* Text *
Limitations and Exceptions: Aggregation of urban and rural population may not add up to total population because of different country coverage. There is no consistent and universally accepted standard for distinguishing urban from rural areas, in part because of the wide variety of situations across countries. Most countries use an urban classification related to the size or characteristics of settlements. Some define urban areas based on the presence of certain infrastructure and services. And other countries designate urban areas based on administrative arrangements. Because of national differences in the characteristics that distinguish urban from rural areas, the distinction between urban and rural population is not amenable to a single definition that would be applicable to all countries. Estimates of the world's urban population would change significantly if China, India, and a few other populous nations were to change their definition of urban centers. Because the estimates of city and metropolitan area are based on national definitions of what constitutes a city or metropolitan area, cross-country comparisons should be made with caution.

* Given data *
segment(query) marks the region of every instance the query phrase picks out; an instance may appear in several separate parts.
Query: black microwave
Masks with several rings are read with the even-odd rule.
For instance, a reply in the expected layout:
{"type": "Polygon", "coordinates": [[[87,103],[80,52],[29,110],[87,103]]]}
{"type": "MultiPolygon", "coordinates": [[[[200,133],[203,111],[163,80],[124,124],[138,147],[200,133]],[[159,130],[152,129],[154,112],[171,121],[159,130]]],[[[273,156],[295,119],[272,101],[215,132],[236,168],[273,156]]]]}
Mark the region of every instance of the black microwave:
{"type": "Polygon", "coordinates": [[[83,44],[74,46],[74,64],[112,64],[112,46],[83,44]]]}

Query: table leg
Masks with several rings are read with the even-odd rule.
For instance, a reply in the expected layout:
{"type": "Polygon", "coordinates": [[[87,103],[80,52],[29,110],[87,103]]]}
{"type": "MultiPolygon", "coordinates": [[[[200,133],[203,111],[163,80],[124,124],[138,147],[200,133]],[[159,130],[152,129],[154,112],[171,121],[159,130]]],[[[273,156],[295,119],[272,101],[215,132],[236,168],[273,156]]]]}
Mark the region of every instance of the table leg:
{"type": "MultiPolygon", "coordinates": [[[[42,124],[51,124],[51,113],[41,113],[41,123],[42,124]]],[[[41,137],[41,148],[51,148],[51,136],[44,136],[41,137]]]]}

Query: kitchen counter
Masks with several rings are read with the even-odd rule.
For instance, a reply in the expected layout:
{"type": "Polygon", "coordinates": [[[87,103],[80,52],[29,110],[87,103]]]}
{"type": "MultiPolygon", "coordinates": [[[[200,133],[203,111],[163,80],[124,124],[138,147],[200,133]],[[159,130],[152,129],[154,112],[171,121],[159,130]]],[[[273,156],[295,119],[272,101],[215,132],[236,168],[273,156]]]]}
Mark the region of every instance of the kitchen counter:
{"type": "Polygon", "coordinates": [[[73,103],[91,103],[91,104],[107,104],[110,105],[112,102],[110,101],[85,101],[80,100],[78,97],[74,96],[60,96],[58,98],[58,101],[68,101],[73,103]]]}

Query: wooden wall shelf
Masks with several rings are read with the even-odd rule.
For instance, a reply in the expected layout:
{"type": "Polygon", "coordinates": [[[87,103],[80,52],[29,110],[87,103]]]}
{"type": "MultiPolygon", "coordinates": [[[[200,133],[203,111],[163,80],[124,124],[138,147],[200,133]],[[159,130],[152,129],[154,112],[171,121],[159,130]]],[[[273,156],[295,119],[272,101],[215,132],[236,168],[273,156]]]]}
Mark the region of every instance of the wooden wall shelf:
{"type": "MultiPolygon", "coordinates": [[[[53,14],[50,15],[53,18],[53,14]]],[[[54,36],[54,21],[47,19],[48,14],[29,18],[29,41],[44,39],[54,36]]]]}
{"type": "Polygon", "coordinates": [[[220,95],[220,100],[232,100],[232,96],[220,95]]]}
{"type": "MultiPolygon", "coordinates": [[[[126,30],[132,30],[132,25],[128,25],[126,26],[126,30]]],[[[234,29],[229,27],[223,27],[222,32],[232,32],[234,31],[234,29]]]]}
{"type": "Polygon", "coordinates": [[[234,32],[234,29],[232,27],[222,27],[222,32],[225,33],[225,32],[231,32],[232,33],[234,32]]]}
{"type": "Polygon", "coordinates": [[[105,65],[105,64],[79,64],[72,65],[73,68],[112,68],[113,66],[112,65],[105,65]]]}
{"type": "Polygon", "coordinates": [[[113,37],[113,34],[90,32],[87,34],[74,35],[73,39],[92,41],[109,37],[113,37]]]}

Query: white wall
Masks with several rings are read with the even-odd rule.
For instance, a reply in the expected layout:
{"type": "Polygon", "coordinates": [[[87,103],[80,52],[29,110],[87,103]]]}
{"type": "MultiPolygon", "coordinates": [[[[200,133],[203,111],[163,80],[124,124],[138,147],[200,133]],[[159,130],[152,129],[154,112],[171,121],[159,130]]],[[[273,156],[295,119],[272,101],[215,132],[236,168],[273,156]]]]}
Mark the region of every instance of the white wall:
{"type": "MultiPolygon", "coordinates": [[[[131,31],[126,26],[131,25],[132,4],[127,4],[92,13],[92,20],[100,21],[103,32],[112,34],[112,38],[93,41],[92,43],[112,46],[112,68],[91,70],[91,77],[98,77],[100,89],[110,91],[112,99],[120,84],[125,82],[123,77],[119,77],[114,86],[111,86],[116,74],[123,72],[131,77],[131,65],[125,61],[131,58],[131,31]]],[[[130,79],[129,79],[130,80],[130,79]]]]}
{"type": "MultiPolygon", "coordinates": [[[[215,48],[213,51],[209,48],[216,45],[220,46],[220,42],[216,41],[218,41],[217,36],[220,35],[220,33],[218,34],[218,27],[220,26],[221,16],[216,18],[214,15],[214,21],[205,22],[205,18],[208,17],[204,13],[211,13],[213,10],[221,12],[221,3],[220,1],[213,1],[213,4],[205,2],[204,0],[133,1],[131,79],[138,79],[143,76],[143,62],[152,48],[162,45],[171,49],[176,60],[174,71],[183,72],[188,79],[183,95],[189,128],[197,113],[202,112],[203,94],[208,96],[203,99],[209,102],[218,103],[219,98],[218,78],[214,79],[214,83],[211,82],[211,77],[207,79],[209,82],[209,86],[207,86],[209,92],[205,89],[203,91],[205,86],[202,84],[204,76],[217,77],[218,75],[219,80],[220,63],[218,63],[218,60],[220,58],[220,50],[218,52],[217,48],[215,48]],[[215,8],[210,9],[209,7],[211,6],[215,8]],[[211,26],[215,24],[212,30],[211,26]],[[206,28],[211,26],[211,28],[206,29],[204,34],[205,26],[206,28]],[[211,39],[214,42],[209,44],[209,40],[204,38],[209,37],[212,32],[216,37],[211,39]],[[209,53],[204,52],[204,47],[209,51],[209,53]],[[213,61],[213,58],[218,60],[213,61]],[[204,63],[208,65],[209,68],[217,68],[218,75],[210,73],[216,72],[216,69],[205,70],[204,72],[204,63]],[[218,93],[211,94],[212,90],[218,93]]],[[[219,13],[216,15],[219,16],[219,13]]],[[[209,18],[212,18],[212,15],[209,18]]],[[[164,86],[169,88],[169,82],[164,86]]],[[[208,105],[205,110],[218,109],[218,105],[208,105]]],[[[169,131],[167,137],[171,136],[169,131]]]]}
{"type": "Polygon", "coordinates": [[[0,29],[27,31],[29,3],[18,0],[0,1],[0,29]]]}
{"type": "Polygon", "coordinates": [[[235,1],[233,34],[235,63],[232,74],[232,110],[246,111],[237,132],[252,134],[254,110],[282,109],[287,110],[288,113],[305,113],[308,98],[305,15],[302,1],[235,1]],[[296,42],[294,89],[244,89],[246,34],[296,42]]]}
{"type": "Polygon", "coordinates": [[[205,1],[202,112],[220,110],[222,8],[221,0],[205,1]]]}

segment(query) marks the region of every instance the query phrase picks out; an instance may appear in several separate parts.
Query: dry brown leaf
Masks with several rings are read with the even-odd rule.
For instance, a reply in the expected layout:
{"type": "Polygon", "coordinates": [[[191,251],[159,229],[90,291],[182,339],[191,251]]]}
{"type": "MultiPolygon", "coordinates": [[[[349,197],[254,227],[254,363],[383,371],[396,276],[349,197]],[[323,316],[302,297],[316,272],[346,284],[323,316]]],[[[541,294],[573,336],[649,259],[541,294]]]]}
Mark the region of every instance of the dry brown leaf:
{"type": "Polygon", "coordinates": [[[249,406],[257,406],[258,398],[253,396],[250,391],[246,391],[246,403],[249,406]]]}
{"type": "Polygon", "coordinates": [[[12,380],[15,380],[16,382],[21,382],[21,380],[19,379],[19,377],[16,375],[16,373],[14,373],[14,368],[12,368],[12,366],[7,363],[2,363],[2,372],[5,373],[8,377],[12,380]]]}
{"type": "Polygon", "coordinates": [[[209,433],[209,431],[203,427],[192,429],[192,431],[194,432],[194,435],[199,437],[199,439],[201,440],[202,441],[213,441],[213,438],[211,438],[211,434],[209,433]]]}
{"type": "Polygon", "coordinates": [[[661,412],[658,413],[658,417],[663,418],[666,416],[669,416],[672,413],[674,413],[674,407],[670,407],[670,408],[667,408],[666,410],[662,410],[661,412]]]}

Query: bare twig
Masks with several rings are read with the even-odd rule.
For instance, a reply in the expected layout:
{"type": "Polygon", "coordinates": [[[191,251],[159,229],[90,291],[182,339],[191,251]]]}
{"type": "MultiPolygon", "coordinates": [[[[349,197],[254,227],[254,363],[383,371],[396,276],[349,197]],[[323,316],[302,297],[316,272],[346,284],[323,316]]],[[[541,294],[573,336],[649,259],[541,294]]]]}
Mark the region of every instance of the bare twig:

* Request 1 *
In the entries, swap "bare twig" for "dry branch" starting with the line containing "Query: bare twig" and going on through the end of the entries. Give back only those lines, with everything else left unchanged.
* Request 2 *
Carry on the text about defining urban and rural population, picking up after its final sentence.
The text and the entries come from unrelated sources.

* Written response 1 *
Query: dry branch
Masks with several rings are read with the even-odd rule.
For instance, a reply in the expected layout:
{"type": "Polygon", "coordinates": [[[191,251],[159,229],[90,291],[182,339],[191,251]]]}
{"type": "MultiPolygon", "coordinates": [[[[349,197],[254,227],[254,363],[383,371],[396,276],[349,197]],[[323,316],[302,297],[316,272],[346,284],[323,316]]],[[[541,294],[573,336],[649,259],[541,294]]]]}
Mark the region of every instance of the dry branch:

* Written response 2 *
Statistical Concept and Methodology: Urban population refers to people living in urban areas as defined by national statistical offices. The indicator is calculated using World Bank population estimates and urban ratios from the United Nations World Urbanization Prospects. To estimate urban populations, UN ratios of urban to total population were applied to the World Bank's estimates of total population. Countries differ in the way they classify population as "urban" or "rural." The population of a city or metropolitan area depends on the boundaries chosen.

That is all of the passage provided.